(Dataset rows on where objects appear)
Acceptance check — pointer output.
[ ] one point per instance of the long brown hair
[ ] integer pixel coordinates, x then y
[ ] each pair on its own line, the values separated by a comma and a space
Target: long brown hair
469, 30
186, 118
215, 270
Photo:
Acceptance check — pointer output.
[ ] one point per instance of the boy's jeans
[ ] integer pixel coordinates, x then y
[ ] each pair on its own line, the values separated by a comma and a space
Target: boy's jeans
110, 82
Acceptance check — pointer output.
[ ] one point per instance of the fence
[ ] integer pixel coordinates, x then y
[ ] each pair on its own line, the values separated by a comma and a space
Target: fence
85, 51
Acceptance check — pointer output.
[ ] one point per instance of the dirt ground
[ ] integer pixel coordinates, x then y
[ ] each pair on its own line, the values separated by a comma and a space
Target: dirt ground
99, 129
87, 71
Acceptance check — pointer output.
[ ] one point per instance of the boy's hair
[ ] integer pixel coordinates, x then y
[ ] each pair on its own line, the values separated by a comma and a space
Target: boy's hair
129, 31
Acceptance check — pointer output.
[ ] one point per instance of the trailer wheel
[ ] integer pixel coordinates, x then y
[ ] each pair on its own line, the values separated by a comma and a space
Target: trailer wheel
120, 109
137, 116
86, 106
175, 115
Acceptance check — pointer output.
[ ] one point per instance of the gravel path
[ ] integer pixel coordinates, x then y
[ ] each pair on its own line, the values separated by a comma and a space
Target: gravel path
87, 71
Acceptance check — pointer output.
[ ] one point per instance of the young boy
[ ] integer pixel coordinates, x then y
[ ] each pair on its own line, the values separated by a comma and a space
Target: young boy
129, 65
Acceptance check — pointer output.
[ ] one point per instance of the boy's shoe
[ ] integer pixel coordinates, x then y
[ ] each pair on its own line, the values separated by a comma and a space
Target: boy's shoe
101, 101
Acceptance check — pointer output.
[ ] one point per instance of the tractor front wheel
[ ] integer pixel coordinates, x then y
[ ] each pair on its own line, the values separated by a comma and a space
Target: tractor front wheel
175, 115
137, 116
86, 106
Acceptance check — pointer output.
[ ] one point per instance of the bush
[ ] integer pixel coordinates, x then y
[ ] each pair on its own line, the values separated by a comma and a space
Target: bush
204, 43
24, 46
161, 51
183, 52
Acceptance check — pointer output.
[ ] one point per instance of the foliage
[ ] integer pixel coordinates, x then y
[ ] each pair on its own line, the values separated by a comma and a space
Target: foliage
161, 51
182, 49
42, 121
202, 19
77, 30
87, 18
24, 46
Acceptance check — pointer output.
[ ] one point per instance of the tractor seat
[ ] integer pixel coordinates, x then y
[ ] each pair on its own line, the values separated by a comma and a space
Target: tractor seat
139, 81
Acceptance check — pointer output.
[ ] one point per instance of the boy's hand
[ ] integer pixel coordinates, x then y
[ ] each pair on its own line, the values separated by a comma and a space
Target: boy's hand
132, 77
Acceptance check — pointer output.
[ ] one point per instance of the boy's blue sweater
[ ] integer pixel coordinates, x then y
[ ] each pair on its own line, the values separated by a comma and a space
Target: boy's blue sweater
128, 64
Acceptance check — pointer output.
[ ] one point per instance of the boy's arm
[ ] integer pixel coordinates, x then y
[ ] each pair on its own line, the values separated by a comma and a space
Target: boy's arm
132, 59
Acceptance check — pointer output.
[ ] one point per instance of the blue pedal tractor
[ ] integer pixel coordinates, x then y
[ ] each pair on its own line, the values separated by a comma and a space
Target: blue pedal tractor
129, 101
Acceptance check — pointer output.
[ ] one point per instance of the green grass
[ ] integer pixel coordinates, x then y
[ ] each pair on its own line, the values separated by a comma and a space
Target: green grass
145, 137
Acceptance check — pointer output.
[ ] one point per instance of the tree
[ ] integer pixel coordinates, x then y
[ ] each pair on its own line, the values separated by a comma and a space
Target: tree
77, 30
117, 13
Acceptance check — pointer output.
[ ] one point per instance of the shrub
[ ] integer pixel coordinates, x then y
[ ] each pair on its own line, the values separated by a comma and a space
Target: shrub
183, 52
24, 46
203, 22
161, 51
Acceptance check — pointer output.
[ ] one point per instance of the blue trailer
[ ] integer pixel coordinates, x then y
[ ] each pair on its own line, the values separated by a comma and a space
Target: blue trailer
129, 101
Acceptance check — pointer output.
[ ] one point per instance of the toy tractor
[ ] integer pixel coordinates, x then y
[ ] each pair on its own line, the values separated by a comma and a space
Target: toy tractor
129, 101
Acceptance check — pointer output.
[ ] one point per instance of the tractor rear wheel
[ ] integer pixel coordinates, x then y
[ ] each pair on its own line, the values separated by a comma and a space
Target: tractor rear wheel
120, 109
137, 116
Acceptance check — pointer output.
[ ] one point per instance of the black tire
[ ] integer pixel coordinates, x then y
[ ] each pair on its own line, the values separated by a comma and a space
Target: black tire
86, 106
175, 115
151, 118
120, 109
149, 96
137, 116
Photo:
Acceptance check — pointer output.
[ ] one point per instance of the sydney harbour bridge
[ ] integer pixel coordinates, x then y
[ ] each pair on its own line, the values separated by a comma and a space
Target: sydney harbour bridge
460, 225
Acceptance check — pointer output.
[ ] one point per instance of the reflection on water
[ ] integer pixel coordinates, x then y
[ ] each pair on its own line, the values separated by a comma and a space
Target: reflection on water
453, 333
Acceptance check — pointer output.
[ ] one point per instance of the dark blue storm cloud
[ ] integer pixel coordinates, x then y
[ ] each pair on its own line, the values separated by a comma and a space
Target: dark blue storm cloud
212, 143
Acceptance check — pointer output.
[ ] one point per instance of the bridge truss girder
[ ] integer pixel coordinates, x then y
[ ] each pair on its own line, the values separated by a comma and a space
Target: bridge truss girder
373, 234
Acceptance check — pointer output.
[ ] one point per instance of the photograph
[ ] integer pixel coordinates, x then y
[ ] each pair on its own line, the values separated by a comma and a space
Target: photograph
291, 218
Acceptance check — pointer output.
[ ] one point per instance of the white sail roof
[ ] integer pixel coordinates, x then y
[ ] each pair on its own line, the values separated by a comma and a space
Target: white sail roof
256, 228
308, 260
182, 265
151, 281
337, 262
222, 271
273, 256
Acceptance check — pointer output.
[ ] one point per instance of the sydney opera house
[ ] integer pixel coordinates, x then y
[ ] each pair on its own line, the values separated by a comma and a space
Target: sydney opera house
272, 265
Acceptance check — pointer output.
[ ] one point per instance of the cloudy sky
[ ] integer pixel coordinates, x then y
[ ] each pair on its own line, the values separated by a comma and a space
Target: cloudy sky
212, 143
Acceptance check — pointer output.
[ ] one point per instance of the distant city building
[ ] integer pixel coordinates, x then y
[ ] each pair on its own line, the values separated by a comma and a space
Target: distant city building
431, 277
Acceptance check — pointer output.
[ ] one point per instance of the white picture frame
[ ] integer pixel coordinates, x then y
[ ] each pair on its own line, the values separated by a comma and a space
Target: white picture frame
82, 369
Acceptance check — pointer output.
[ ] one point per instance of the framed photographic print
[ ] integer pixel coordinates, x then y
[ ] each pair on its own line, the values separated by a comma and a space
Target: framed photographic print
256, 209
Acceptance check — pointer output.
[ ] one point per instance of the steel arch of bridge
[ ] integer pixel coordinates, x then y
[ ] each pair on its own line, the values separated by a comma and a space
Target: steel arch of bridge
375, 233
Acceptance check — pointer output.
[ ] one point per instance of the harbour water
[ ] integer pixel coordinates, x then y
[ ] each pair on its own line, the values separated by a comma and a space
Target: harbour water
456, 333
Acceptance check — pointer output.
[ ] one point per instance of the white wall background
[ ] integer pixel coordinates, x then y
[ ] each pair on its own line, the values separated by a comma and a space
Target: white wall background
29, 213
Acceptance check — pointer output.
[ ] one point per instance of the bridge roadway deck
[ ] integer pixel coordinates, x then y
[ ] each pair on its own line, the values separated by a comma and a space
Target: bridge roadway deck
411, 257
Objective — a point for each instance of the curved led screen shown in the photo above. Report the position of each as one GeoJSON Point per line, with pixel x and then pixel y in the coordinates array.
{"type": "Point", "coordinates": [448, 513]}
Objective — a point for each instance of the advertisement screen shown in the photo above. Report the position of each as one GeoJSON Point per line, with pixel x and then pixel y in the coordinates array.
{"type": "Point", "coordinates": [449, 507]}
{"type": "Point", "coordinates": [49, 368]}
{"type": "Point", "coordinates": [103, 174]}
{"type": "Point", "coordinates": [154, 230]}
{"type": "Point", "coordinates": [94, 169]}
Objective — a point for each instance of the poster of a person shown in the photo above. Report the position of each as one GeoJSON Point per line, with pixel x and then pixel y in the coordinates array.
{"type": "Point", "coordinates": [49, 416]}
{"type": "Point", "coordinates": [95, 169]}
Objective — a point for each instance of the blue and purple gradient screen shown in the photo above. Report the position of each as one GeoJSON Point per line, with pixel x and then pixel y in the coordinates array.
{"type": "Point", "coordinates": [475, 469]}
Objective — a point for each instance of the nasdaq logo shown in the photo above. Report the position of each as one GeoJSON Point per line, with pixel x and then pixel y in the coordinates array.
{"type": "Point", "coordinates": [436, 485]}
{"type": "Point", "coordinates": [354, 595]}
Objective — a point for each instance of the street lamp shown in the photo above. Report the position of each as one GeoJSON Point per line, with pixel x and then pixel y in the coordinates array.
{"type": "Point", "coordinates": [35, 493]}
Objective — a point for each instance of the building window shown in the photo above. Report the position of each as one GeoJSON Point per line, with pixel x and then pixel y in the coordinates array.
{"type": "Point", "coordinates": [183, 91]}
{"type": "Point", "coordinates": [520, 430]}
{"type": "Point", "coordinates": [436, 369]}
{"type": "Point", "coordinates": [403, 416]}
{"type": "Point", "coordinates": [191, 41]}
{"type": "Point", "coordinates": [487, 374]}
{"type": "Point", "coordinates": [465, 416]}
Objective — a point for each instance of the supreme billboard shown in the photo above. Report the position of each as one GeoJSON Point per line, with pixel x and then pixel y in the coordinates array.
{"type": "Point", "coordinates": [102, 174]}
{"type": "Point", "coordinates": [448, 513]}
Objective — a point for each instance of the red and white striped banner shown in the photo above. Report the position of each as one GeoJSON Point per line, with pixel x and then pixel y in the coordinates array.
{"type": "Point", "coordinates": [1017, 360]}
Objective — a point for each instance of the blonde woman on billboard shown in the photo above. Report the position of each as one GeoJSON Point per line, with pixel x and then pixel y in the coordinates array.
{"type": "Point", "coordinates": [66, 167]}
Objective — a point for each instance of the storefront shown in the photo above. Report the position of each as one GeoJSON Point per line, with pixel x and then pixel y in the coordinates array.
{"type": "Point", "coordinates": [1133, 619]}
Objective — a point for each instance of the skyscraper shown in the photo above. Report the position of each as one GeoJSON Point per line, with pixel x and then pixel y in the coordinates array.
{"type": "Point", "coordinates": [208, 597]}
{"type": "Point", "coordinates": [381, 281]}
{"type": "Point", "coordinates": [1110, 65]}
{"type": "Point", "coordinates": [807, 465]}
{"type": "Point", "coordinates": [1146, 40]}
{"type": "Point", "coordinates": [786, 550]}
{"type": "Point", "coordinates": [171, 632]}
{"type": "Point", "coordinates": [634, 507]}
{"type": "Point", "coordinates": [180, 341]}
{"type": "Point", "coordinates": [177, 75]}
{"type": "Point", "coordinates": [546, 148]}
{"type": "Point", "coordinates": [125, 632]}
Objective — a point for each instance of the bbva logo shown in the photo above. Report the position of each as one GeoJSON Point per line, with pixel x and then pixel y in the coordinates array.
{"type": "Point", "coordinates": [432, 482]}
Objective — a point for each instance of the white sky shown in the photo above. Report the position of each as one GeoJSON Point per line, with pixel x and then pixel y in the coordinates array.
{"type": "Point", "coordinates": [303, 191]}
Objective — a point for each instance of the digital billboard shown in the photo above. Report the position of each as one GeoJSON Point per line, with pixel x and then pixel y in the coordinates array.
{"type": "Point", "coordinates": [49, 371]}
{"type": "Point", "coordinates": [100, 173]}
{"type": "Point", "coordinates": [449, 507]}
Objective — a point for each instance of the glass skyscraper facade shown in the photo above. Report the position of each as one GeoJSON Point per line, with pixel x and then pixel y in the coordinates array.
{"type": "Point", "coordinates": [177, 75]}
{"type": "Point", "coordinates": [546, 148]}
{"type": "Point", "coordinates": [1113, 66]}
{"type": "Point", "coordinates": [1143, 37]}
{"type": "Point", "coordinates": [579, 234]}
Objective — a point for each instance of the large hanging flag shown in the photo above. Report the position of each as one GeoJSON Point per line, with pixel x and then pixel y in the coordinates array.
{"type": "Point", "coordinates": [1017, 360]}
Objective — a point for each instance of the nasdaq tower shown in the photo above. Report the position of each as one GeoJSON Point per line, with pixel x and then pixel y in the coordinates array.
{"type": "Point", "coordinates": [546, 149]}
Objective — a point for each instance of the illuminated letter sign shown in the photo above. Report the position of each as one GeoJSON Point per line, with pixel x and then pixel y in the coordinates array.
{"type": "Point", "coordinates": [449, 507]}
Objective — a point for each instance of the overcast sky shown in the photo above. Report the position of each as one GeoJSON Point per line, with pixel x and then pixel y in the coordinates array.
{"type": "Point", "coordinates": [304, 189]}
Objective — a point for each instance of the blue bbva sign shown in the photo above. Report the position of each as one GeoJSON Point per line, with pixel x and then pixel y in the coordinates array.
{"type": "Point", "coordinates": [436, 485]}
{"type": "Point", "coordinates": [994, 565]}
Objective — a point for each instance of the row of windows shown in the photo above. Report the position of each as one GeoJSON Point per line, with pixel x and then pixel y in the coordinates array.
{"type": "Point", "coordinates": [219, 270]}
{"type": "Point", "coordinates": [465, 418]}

§ CHALLENGE
Repeat, word for word, every line from the line that contains "Objective — a point for each instance of the nasdaq tower" to the end of the entries; include both of those lines and no others.

§ REPLY TO THE TASK
Objective — a point for each instance of the nasdaq tower shown in the photo above. Report the position of each as one GeoJSON Point per line, with pixel x and then pixel y in the coordinates array.
{"type": "Point", "coordinates": [546, 149]}
Objective — a point for each instance of the illuminated letter sign shown in the photo above. Report the position of each as one GeoJSON Point per line, with pixel x and then pixel y in the coordinates array.
{"type": "Point", "coordinates": [449, 507]}
Objective — a point for each instance of the overcast sky shown in the photo above. Report the position of each as one GeoJSON Point per line, with pixel x and then pixel y in the coordinates array.
{"type": "Point", "coordinates": [304, 189]}
Objective — a point for each instance of the blue bbva sign shown in the photo above. Report the position of each as one GeoJSON Point per line, with pixel x and then pixel y in the coordinates array.
{"type": "Point", "coordinates": [436, 485]}
{"type": "Point", "coordinates": [994, 565]}
Objective — a point for each instance of the row of windows shown in the photo above. Report the position of each as one GeoJSON Point per line, with pixel x and then pixel y in the coordinates array.
{"type": "Point", "coordinates": [219, 270]}
{"type": "Point", "coordinates": [465, 418]}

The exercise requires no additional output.